▸ Page excerpt
## Begin
On 8/10/05, Kresho, John (US SSA) <john.kresho@xxxxxxxxxxxxxx> wrote:
> I am currently running a Windows Condor Master and Windows compute nodes.  I also have Linux nodes, but they only submit jobs to the Windows Master.  Linux nodes do not execute any jobs.
> 
> When the Linux nodes submit jobs, it seems that the jobs stay in the queue for at least 30 seconds before running.   This happens when there is no load on the system, and only one job is submitted.
> 
>  Is this normal, or is there a setting that can be changed to reduce this time in the queue.

This is normal and to be expected.

condor is optimized for High *throughput* not low latency. It
therefore only goes through the matchmaking process as and when
required or at fixed intervals (just to check)
Submitting a job will trigger a negotiation cycle (matching jobs to
machines) though releasing one won't.
The negotiation cycle can be made more frequent than the default (5
mins I believe) with (say for 60 seconds)
## End
▸ Object-pointing dataset rows
## Begin
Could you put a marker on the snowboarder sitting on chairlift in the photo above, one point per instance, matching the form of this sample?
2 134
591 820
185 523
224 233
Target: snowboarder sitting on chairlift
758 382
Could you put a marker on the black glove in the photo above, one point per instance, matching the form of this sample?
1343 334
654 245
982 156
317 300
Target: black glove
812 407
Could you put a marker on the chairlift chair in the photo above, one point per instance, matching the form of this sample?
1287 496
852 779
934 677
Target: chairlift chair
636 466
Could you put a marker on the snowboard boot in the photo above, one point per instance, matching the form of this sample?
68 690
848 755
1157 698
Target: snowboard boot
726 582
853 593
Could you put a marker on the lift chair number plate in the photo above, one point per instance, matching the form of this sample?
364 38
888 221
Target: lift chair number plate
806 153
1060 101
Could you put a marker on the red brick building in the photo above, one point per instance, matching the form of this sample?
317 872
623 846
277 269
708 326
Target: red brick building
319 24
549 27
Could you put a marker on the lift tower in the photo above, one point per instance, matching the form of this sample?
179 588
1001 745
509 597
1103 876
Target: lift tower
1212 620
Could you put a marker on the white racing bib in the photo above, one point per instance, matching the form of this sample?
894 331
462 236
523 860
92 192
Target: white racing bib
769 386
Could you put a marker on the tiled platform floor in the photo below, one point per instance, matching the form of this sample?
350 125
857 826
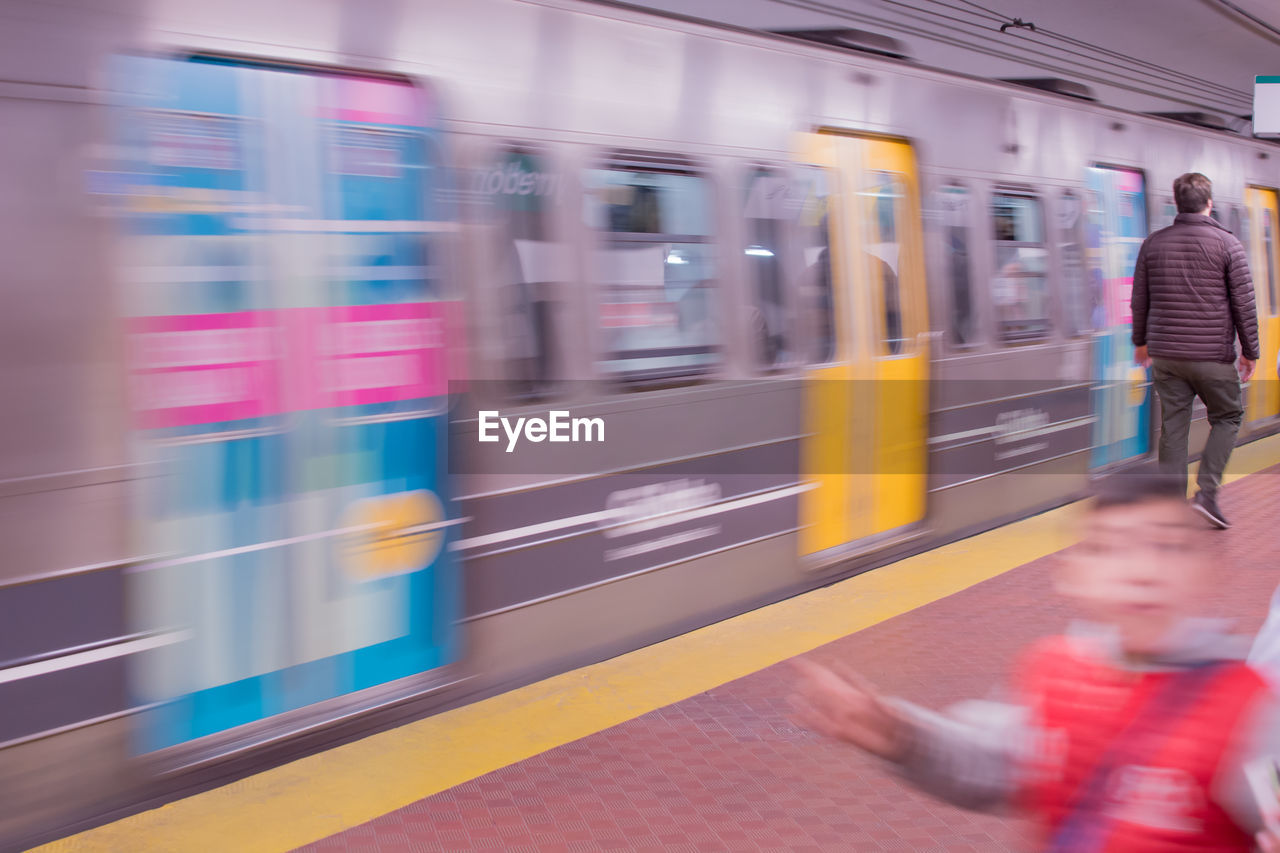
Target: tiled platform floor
725 770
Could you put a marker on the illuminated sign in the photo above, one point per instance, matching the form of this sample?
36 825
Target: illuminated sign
1266 105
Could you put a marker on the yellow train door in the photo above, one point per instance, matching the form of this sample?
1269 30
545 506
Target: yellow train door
1264 213
867 404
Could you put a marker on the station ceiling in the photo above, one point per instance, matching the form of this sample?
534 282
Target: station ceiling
1146 55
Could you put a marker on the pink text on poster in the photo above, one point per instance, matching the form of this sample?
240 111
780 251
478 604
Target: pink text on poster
205 368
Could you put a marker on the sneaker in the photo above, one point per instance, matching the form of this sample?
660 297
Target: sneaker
1207 507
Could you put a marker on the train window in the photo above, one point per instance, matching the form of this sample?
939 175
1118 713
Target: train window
817 287
1078 297
882 203
517 192
656 270
1269 255
955 240
768 208
1019 288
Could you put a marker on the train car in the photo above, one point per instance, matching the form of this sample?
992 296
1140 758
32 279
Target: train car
795 310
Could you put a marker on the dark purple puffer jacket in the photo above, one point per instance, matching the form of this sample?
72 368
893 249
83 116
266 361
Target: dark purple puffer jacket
1192 293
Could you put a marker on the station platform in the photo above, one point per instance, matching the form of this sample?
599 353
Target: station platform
686 744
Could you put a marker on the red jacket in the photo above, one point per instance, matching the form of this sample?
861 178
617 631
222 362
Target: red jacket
1157 797
1176 780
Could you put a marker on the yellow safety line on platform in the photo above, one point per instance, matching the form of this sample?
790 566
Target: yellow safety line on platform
315 797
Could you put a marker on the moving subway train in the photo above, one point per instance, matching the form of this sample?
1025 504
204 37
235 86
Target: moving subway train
366 359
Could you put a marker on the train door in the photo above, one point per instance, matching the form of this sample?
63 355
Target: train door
867 402
1121 393
1264 214
287 369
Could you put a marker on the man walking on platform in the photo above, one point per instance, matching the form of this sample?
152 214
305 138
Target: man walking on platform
1192 297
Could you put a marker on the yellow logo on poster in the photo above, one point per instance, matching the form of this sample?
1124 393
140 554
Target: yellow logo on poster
392 539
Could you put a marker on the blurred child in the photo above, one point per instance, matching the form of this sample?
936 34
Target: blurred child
1130 733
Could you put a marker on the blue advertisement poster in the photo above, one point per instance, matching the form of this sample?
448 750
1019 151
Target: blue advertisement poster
1121 392
287 368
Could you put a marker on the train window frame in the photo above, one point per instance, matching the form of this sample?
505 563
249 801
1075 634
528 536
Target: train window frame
885 282
1051 327
785 261
485 159
600 238
1084 296
1269 251
965 218
816 314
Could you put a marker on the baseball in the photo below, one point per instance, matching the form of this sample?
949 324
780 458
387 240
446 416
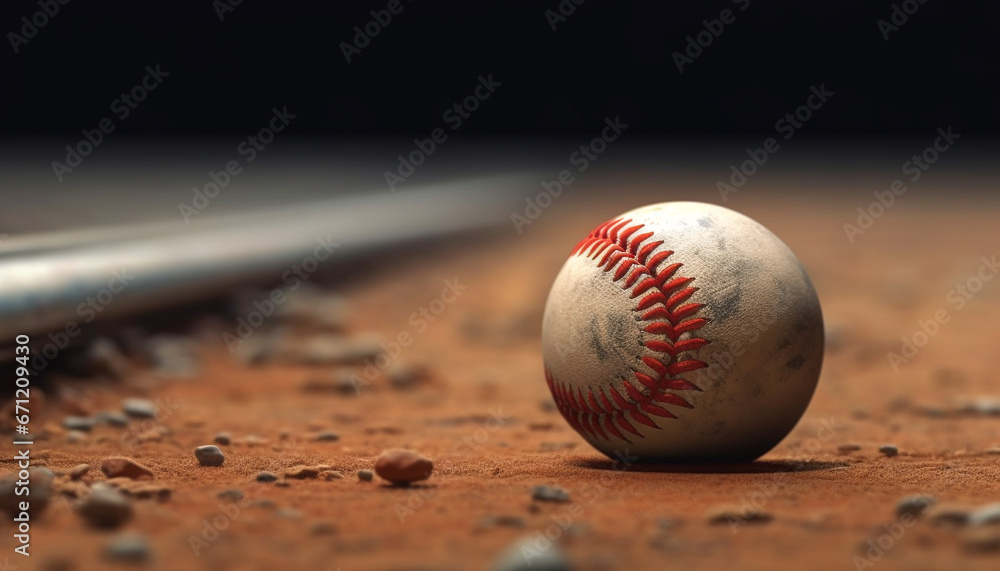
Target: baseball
682 331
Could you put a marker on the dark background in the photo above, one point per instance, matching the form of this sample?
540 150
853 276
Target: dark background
606 59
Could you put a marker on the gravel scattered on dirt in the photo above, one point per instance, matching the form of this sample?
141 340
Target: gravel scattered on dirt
545 493
139 408
120 466
105 507
265 476
128 547
914 505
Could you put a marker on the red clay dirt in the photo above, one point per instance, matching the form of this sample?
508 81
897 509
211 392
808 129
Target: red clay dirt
484 417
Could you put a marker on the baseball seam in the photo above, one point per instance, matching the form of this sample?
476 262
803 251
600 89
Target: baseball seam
662 311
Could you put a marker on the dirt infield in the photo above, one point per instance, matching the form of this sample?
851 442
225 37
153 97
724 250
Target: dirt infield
465 316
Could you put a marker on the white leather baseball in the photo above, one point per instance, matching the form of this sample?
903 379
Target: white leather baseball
682 331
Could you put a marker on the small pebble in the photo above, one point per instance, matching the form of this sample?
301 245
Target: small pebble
403 466
336 350
914 505
111 418
119 466
139 408
889 450
985 406
301 472
131 547
544 493
667 523
105 507
986 515
84 423
78 471
173 355
525 556
209 455
231 494
254 440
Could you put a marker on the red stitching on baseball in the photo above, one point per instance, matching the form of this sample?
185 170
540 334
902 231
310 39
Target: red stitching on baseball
662 311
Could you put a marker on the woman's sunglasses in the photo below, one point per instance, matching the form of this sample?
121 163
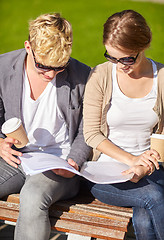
## End
▸ Written tasks
a) List every length of time that the Condor mailing-list excerpt mentions.
b) Output the part of the Condor mailing-list excerpt between "On 8/10/05, Kresho, John" and "execute any jobs.", inclusive.
c) Rewrite the paragraph of the Condor mailing-list excerpt beginning "I am currently running a Windows Condor Master" as a bulleted list that keeps its main facts.

▸ Responses
a)
30 seconds
5 mins
60 seconds

b)
On 8/10/05, Kresho, John (US SSA) <john.kresho@xxxxxxxxxxxxxx> wrote:
> I am currently running a Windows Condor Master and Windows compute nodes.  I also have Linux nodes, but they only submit jobs to the Windows Master.  Linux nodes do not execute any jobs.

c)
- A Windows Condor Master and Windows compute nodes are running.
- Linux nodes are also present, but they only submit jobs to the Windows Master.
- The Linux nodes do not execute any jobs.